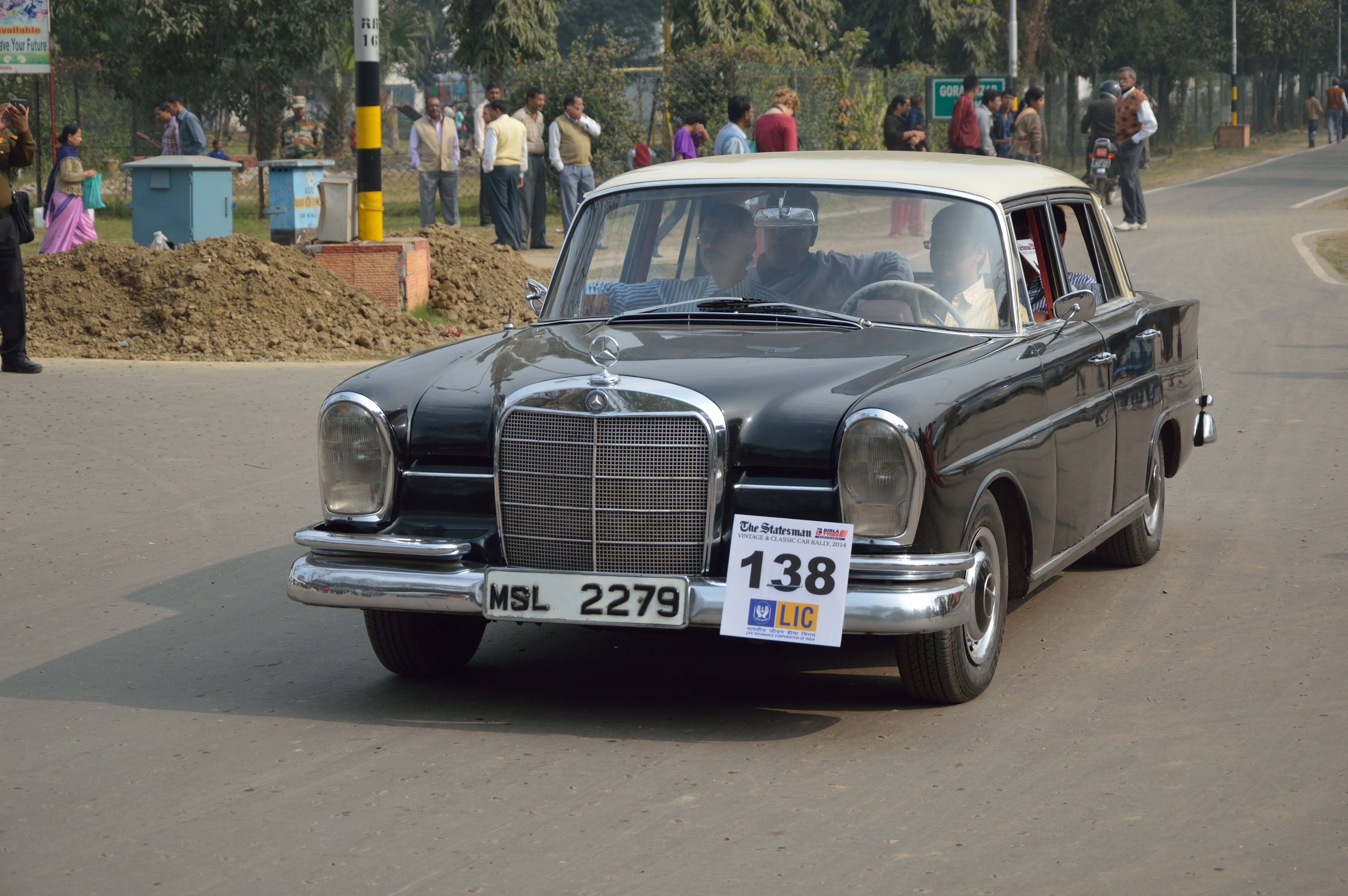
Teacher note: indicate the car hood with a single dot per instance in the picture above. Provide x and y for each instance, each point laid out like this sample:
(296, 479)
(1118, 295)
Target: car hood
(784, 390)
———
Set down each line of the material exactly and skip every image.

Output for this task:
Teacher note: indicate the car hood with a single dot per instance in the picture above. Provide x and y for each instance, each point laid out like this sample:
(296, 479)
(1118, 295)
Target: car hood
(784, 390)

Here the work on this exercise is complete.